◆ **THE DATA**
'''
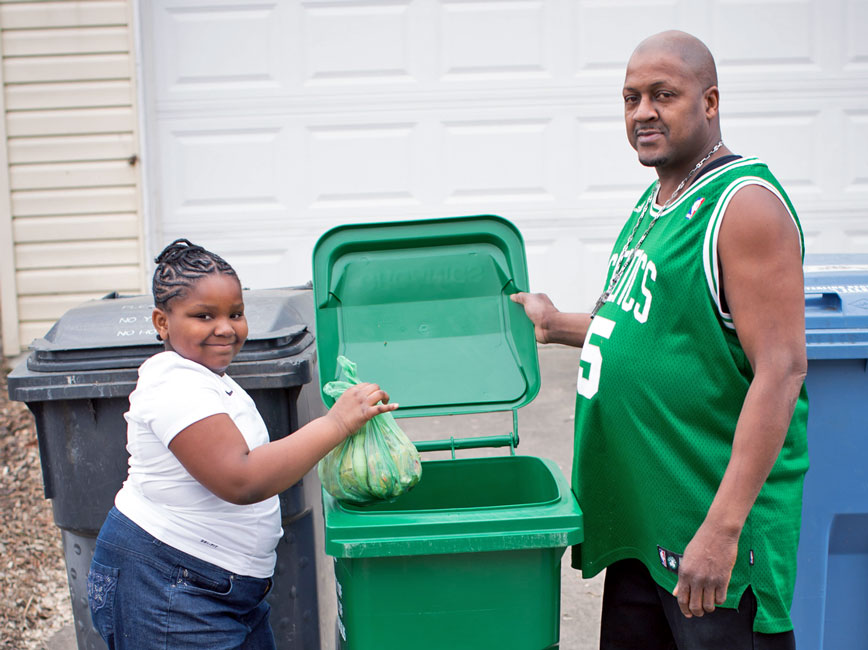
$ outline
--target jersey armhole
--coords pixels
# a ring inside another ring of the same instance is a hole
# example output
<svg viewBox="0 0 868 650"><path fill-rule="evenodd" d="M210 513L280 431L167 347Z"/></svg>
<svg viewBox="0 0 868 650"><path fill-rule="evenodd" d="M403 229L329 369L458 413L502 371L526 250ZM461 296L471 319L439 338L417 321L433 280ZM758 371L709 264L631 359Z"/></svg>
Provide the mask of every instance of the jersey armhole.
<svg viewBox="0 0 868 650"><path fill-rule="evenodd" d="M748 176L738 179L723 191L720 200L714 207L714 212L712 213L711 218L708 220L708 226L706 226L705 229L705 241L702 246L702 265L705 270L705 280L708 285L708 292L711 299L714 301L717 315L723 325L731 330L735 329L735 325L732 322L732 315L723 309L720 293L720 259L717 253L717 241L720 235L720 226L723 223L723 217L726 214L726 208L729 205L729 202L732 200L732 197L735 196L736 192L749 185L759 185L760 187L764 187L778 198L784 206L784 209L786 209L787 214L790 215L793 226L799 234L799 251L802 257L804 257L805 254L804 238L802 235L802 229L799 227L799 222L796 220L796 216L793 214L793 211L790 209L790 206L787 204L780 191L774 185L763 178Z"/></svg>

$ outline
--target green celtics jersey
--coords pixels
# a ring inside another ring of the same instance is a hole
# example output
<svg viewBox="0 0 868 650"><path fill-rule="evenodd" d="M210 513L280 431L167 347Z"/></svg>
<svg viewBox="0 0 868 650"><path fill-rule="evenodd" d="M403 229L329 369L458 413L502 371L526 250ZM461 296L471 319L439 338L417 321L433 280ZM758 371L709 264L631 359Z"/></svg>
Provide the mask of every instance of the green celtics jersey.
<svg viewBox="0 0 868 650"><path fill-rule="evenodd" d="M719 293L717 236L733 195L774 193L801 227L784 190L756 158L707 172L660 217L626 263L582 349L576 398L573 490L585 542L573 563L585 577L617 560L642 560L670 592L681 554L714 498L732 452L752 378ZM656 183L614 247L609 279L639 215L651 218ZM724 607L750 586L754 629L792 629L802 482L808 467L804 387L783 450L745 523Z"/></svg>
'''
◆ **AIM**
Copy the entire listing above character for character, leaving out the pictures.

◆ **SOLVED EXERCISE**
$ outline
--target jersey armhole
--coords pixels
# a ring inside another ring of the same instance is a hole
# example output
<svg viewBox="0 0 868 650"><path fill-rule="evenodd" d="M210 513L280 431L167 347Z"/></svg>
<svg viewBox="0 0 868 650"><path fill-rule="evenodd" d="M403 229L329 369L458 413L502 371L526 250ZM461 296L471 319L439 338L417 321L433 280ZM758 371L709 264L631 359Z"/></svg>
Provide the mask of every instance of the jersey armhole.
<svg viewBox="0 0 868 650"><path fill-rule="evenodd" d="M748 176L738 179L723 191L720 200L714 207L714 212L712 213L711 218L708 220L708 226L706 226L705 229L705 241L702 246L702 265L705 270L705 280L708 285L708 292L711 299L714 301L717 315L723 325L731 330L735 329L735 325L732 322L732 315L723 309L720 293L720 259L717 253L717 241L720 235L720 226L723 223L723 217L726 214L726 208L729 205L729 202L732 200L732 197L735 196L736 192L749 185L759 185L760 187L764 187L778 198L784 206L784 209L786 209L787 214L790 215L793 226L799 234L799 251L802 257L804 257L805 254L804 238L802 235L802 229L799 227L799 222L796 220L796 216L793 214L793 211L790 209L790 206L787 204L780 191L774 185L763 178Z"/></svg>

$ outline
--target green celtics jersey
--coords pixels
# a ring inside another ring of the same instance is a hole
# example output
<svg viewBox="0 0 868 650"><path fill-rule="evenodd" d="M210 513L280 431L167 347Z"/></svg>
<svg viewBox="0 0 868 650"><path fill-rule="evenodd" d="M403 229L329 369L458 413L502 371L526 250ZM461 296L471 319L439 338L417 321L433 280ZM758 371L709 264L631 359Z"/></svg>
Provide the mask of every instance of the green celtics jersey.
<svg viewBox="0 0 868 650"><path fill-rule="evenodd" d="M719 293L717 236L733 195L774 193L801 227L784 190L756 158L707 172L660 217L626 263L582 349L576 398L573 490L585 542L573 563L585 577L617 560L642 560L670 592L681 554L714 498L732 452L752 378ZM656 183L614 247L609 279L639 215L651 218ZM724 607L750 586L754 629L792 629L802 482L808 467L804 387L783 450L745 523Z"/></svg>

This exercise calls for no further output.